▶ **THE INPUT**
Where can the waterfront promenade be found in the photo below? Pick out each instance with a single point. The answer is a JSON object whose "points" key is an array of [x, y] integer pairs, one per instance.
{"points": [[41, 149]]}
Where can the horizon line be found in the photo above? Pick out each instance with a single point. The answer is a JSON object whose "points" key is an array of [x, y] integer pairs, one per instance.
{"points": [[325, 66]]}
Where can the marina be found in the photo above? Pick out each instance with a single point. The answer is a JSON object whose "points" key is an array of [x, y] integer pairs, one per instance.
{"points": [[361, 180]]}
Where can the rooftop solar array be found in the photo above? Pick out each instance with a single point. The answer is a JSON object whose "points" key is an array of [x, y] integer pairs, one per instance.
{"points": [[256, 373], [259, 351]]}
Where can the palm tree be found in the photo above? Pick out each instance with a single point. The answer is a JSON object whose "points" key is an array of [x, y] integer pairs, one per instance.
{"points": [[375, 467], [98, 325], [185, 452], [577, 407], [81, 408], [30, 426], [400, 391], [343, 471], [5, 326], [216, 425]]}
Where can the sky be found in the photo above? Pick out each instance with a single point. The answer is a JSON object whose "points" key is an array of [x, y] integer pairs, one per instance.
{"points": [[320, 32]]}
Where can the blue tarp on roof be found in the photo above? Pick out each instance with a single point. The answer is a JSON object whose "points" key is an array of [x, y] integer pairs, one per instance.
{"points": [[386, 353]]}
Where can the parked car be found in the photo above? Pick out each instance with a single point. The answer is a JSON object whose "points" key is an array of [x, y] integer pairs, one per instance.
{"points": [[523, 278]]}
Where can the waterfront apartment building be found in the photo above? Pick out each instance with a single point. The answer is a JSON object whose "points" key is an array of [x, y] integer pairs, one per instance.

▶ **PROBLEM STATEMENT**
Reproduce the listing shown above in its entirety, exactly.

▶ **REPLY**
Where can the waterfront promenade be found in the photo below? Pick out each instance with a single point. The answer is a JSON object whose "points" key is an array of [x, y] integer pairs, one per instance.
{"points": [[41, 149]]}
Where can the horizon line be found in the photo above? Pick out each instance with a single point. The answer is a JSON object whose "points" key is an array of [x, y] integer pairs, one per instance.
{"points": [[325, 66]]}
Where can the marina be found in the photo above? Pick out each instance with a single point. The answer is a JSON object whose "points" key is an array of [x, y] integer pairs, one per instance.
{"points": [[361, 180]]}
Where can the rooftop solar array be found in the photo above? Pick out each instance with a single point. The answer is a JSON object whose "points" key is an array of [x, y] integer pairs, one per instance.
{"points": [[256, 373], [259, 351]]}
Where can the palm tree be found in the photo above? Pick out each instance with a single point. The answer is a JSON object whose "points" key is an array of [x, y] integer pairs, one per instance.
{"points": [[375, 467], [98, 325], [185, 452], [577, 407], [81, 408], [30, 426], [400, 391], [343, 471], [5, 326], [216, 425]]}
Where can the sky be found in the photo above? Pick out each instance with a single point. The answer is a JSON object whose "points" key is an array of [x, y] integer pairs, one per instance.
{"points": [[320, 32]]}
Where can the blue tarp on roof be found in the photo above? Pick out each instance with a single point. The answer is a JSON object whose "points" key is an array of [x, y] integer pairs, one per instance.
{"points": [[386, 353]]}
Where can the parked car be found in the photo above? Pick out each instance with a single point. The answer is a JSON object whose "points" key is an array of [x, y] integer pairs, one per instance.
{"points": [[523, 278]]}
Where can the waterfront apartment building be found in the photo above? Pick out each instance with a single point. The answer is a JSON object whose "points" key is an array of [x, y] integer pairs, one per instance.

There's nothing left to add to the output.